- TASK:
Provide the entries once more, identical in every word.
*** MATERIAL PROVIDED
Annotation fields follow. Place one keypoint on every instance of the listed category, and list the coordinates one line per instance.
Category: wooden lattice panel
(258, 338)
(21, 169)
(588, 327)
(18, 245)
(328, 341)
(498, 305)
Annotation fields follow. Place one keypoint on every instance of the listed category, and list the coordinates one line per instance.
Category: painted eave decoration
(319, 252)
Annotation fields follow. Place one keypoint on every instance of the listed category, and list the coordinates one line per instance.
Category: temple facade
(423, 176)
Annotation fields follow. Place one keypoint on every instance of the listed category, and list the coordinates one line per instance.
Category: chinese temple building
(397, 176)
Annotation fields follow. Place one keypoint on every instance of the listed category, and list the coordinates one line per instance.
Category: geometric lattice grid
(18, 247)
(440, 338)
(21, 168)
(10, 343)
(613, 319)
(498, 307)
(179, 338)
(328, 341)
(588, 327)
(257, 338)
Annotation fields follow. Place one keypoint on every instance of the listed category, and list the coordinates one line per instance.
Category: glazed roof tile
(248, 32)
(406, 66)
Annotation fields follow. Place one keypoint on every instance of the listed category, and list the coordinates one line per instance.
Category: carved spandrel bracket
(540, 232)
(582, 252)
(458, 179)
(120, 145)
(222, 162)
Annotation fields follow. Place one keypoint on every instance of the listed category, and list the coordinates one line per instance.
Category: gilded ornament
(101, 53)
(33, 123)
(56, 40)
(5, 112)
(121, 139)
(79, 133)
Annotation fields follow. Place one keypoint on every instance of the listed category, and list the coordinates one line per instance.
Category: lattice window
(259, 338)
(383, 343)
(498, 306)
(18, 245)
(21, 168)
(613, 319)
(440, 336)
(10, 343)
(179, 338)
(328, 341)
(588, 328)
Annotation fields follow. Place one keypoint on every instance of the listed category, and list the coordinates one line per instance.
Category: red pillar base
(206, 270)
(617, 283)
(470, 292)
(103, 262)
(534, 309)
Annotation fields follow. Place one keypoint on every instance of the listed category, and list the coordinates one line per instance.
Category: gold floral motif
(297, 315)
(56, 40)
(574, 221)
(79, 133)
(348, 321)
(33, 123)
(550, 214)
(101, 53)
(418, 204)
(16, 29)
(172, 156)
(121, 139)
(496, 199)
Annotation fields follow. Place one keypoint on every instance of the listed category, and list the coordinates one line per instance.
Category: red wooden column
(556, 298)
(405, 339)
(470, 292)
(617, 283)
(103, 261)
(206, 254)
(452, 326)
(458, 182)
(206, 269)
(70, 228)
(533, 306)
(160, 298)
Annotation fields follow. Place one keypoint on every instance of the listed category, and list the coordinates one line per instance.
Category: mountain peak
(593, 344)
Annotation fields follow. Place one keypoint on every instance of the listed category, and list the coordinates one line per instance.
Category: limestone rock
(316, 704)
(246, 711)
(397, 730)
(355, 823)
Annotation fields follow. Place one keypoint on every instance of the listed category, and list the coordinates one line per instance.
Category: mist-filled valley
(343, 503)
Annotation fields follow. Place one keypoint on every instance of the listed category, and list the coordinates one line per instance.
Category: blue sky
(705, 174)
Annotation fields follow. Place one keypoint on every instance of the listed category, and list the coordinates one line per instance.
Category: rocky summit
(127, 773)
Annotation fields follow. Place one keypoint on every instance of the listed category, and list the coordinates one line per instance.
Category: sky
******
- WRITTEN RESPONSE:
Annotation fields follow. Place one keypoint on every instance of the listed category, and list the coordinates one line per instance.
Category: wooden lattice panel
(258, 338)
(21, 169)
(588, 327)
(18, 245)
(328, 341)
(498, 305)
Annotation fields follow. Place one keypoint on every instance of the listed category, and list the coordinates one line per instance.
Category: painted eave decoration
(319, 252)
Annotation fields follow. Place one keypoint on every instance of the listed category, and list the coordinates one line per instance.
Category: temple facade
(423, 176)
Annotation fields follow. Place one keypoint on every instance of the listed category, and list the coordinates one line per instance.
Category: chinese temple building
(397, 176)
Annotation fields follow. Place one keypoint on every instance of the listed category, and list the coordinates one line per instance.
Category: geometric lattice grid
(18, 247)
(440, 338)
(21, 168)
(10, 343)
(613, 319)
(498, 307)
(179, 338)
(328, 341)
(588, 327)
(257, 338)
Annotation fields follow. Place one keypoint on every instance of the listed category, and list the coordinates one line per instance.
Category: glazed roof tile
(248, 32)
(406, 66)
Annotation fields follow. Place one keypoint on every instance of the listed category, and list the coordinates one line per instance.
Category: carved spandrel bracket
(540, 232)
(582, 252)
(458, 179)
(120, 145)
(222, 162)
Annotation fields follow. Place one keypoint on every instance of the listed category, and list the coordinates one line per instance.
Category: gilded ornament
(101, 53)
(33, 123)
(56, 40)
(5, 112)
(121, 139)
(79, 133)
Annotation fields follow. Place one keypoint on every instance of the listed category, and list the coordinates one line per instance.
Category: lattice window
(259, 338)
(383, 343)
(498, 306)
(18, 245)
(21, 168)
(613, 319)
(440, 336)
(10, 343)
(179, 338)
(328, 341)
(588, 328)
Annotation fields follow. Place one keypoint on every instance of the listed category, and list the coordinates one line per instance.
Category: red pillar base
(206, 270)
(617, 283)
(470, 292)
(103, 262)
(534, 309)
Annotation fields follow. Place one keypoint on every instance of the listed category, and list the coordinates one line per instance.
Category: gold floral motif
(297, 315)
(56, 40)
(574, 221)
(79, 133)
(348, 321)
(33, 123)
(550, 214)
(101, 53)
(418, 204)
(16, 29)
(172, 156)
(121, 139)
(496, 199)
Annotation fields follow. Place one keypoint on every instance of the listed category, and list the coordinates one line per instance.
Category: red wooden column
(556, 298)
(405, 339)
(470, 292)
(617, 283)
(103, 261)
(206, 254)
(452, 326)
(458, 182)
(206, 269)
(70, 228)
(533, 306)
(160, 298)
Annotation fields follow. Place one keypoint on every instance of the listed category, and list the coordinates one line per instance.
Category: mountain peak
(593, 344)
Annotation fields follow. Place one keypoint on every instance of the listed category, and list the coordinates one line per instance.
Category: limestone rock
(316, 704)
(246, 711)
(397, 730)
(355, 823)
Annotation fields follow. Place one keypoint on every instance of the listed category, and list the coordinates one line per instance.
Category: mist-filled valley
(343, 503)
Annotation fields follow. Place one keypoint on every instance of the listed category, and list the coordinates one line per instance.
Category: blue sky
(705, 174)
Annotation fields follow. Place one keypoint on every instance of the listed category, and list the coordinates one line per instance.
Category: rocky summit
(127, 773)
Annotation fields follow. Place one keypoint on every instance of the listed category, and list the coordinates one line per instance.
Category: sky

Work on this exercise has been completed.